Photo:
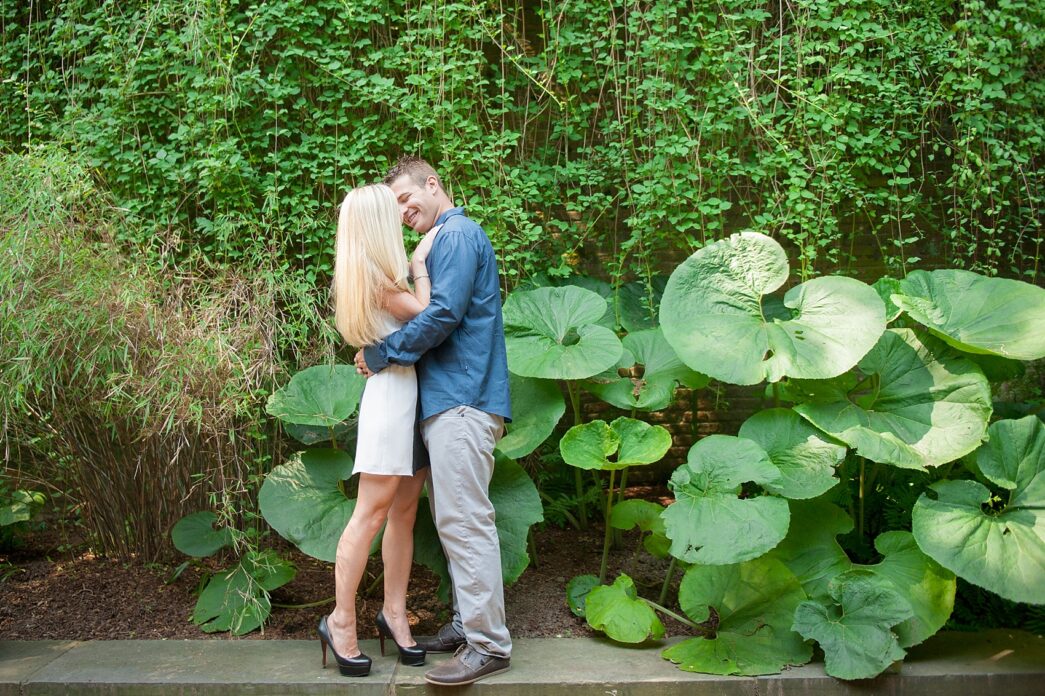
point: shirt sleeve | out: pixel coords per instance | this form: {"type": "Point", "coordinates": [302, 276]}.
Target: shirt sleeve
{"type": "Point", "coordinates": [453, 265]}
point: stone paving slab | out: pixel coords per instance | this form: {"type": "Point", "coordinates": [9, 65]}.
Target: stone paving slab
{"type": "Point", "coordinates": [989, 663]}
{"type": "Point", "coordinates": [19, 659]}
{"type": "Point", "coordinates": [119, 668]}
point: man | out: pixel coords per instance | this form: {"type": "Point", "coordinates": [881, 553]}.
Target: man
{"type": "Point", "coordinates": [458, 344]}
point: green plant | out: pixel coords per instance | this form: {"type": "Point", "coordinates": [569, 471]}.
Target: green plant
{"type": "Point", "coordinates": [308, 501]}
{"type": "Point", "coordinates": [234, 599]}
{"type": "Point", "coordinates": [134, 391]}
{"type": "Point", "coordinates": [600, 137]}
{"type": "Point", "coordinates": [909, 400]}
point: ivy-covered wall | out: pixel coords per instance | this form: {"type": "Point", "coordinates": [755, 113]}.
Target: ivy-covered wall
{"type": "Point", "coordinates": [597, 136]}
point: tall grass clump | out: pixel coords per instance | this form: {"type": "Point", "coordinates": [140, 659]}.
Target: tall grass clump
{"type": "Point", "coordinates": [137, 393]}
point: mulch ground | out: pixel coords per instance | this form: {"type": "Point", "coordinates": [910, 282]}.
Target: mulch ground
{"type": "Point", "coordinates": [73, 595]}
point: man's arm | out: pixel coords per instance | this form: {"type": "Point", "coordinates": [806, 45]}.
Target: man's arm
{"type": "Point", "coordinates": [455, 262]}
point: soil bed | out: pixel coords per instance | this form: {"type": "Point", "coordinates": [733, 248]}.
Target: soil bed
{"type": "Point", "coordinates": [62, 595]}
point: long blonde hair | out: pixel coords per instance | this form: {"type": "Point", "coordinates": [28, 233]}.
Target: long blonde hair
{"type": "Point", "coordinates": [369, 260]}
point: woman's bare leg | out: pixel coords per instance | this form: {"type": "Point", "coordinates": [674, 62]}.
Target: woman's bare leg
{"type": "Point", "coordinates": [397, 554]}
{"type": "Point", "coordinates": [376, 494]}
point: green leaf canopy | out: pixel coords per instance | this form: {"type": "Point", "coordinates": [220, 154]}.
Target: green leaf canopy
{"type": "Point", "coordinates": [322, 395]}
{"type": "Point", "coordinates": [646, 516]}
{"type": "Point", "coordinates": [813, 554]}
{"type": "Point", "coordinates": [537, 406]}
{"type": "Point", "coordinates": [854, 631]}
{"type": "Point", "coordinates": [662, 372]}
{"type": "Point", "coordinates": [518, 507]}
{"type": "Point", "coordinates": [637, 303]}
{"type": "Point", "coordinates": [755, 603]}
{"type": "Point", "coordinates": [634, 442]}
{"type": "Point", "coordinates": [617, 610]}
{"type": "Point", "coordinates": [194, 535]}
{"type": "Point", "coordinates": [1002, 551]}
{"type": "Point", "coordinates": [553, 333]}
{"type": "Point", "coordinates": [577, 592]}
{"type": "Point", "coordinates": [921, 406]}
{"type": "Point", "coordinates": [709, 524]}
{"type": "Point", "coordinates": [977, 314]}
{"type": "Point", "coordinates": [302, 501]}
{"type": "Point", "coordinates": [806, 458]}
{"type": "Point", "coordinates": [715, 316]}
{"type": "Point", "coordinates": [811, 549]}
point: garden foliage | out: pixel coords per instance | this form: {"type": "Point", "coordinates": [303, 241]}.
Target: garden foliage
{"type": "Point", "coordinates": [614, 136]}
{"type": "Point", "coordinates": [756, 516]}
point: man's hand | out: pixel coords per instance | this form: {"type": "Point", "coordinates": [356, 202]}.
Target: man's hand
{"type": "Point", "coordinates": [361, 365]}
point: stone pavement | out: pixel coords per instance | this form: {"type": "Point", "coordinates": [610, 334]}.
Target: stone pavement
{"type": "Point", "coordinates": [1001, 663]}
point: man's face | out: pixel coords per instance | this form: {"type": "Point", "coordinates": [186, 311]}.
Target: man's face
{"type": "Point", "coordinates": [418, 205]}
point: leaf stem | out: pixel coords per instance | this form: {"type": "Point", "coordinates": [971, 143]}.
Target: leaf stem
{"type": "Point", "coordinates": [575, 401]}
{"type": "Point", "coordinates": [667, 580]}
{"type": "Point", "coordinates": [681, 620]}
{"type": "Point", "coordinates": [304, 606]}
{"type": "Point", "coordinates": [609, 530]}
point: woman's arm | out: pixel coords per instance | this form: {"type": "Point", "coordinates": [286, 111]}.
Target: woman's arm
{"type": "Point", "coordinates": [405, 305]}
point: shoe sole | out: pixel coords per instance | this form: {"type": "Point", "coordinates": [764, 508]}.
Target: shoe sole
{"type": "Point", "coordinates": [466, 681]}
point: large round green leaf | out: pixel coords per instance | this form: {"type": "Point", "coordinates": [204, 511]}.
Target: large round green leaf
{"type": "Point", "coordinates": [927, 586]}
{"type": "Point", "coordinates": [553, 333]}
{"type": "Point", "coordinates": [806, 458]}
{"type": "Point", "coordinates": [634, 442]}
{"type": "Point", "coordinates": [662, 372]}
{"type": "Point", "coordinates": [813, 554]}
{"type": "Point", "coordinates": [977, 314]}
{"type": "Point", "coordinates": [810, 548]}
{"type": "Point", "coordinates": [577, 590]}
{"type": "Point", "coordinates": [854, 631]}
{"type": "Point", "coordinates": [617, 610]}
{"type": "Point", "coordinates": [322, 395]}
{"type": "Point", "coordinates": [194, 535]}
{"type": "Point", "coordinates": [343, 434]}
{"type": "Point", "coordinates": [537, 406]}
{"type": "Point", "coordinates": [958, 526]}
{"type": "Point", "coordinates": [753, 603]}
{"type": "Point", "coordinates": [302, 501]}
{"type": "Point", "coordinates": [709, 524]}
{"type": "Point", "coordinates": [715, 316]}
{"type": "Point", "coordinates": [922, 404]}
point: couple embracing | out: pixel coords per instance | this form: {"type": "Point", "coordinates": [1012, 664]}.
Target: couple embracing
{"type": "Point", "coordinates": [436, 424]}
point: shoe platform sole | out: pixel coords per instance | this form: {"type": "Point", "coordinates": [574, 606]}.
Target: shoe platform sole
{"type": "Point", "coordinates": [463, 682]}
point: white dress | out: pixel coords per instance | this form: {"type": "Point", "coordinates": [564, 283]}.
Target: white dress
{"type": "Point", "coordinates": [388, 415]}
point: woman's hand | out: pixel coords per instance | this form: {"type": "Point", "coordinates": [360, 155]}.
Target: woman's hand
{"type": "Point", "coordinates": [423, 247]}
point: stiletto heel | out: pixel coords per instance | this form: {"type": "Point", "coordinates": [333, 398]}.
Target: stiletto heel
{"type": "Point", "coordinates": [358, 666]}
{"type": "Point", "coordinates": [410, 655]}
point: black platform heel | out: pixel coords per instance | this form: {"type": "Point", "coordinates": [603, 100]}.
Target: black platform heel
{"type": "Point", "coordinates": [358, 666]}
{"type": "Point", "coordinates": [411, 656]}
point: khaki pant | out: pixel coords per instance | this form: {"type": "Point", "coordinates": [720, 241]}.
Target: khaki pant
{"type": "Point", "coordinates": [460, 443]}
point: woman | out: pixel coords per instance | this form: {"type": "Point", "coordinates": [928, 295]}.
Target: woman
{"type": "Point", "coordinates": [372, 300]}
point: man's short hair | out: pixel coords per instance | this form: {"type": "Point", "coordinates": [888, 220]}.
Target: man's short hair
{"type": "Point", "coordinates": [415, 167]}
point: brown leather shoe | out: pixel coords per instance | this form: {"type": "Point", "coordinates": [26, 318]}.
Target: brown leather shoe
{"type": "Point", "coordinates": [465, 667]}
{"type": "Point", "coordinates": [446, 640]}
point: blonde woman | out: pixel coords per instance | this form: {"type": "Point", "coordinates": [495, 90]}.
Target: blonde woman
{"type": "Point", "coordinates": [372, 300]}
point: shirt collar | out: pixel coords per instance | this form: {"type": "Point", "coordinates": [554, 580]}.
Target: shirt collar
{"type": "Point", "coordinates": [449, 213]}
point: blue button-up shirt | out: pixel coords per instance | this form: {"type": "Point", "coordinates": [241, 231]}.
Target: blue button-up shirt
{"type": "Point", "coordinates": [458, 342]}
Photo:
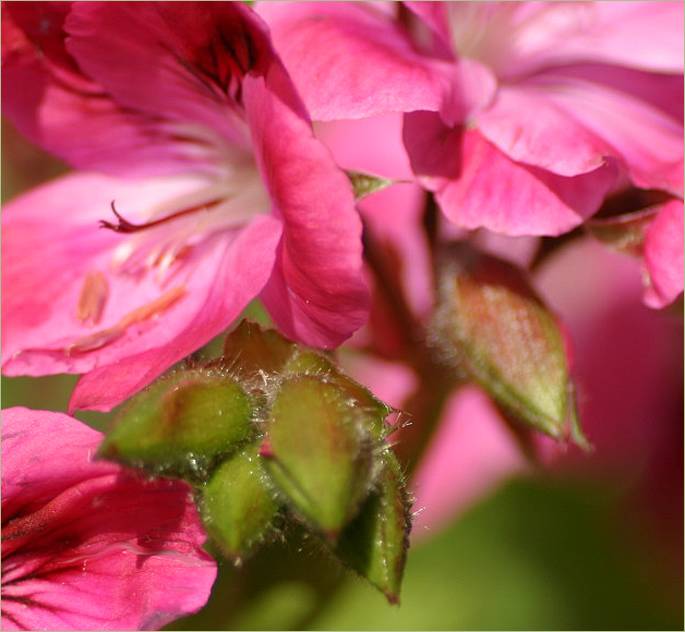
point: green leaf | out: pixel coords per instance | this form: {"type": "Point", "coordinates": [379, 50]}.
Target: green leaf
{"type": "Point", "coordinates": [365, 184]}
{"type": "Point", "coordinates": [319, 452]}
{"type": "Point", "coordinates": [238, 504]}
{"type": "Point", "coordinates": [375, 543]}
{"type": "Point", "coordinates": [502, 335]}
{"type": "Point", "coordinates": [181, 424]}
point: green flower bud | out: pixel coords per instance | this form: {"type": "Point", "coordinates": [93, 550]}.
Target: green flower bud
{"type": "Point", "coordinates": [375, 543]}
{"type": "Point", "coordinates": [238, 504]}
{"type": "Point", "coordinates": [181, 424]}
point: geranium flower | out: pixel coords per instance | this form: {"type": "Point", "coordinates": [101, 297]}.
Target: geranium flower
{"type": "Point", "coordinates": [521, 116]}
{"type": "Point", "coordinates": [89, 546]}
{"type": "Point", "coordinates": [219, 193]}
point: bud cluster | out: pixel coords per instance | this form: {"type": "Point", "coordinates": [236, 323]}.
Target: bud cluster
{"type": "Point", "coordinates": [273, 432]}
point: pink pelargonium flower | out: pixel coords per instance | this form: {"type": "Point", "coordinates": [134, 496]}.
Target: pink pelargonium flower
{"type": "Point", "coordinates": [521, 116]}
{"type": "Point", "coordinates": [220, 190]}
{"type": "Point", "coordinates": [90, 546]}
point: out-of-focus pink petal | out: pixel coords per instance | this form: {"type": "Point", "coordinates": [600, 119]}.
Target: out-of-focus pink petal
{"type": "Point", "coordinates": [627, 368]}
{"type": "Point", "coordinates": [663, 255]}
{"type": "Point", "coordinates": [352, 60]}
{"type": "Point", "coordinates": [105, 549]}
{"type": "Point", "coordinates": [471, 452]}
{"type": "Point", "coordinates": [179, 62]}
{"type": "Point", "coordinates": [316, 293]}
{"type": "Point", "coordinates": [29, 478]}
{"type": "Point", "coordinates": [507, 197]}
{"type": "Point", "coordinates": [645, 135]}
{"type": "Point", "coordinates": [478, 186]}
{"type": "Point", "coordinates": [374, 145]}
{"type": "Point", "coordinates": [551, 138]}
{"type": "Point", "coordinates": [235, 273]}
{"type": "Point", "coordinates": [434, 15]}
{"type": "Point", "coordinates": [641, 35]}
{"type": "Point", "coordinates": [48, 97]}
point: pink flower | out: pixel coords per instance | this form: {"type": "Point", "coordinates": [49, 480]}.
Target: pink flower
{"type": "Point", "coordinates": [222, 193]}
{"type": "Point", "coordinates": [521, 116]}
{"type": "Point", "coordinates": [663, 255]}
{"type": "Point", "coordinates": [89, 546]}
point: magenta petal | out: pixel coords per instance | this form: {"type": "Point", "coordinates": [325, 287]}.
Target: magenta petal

What the task asks >>
Using the material above, extract the line that contains "point: pink flower" and every line after it, exactly as given; stop at the last line.

Solution >>
point: pink flower | out: pixel coords per instance | this form: {"type": "Point", "coordinates": [49, 480]}.
Target: pink flower
{"type": "Point", "coordinates": [222, 193]}
{"type": "Point", "coordinates": [521, 116]}
{"type": "Point", "coordinates": [663, 255]}
{"type": "Point", "coordinates": [89, 546]}
point: magenta petal | out: pixel coords per instance | this form: {"type": "Point", "coordinates": [325, 287]}.
Target: magenta petal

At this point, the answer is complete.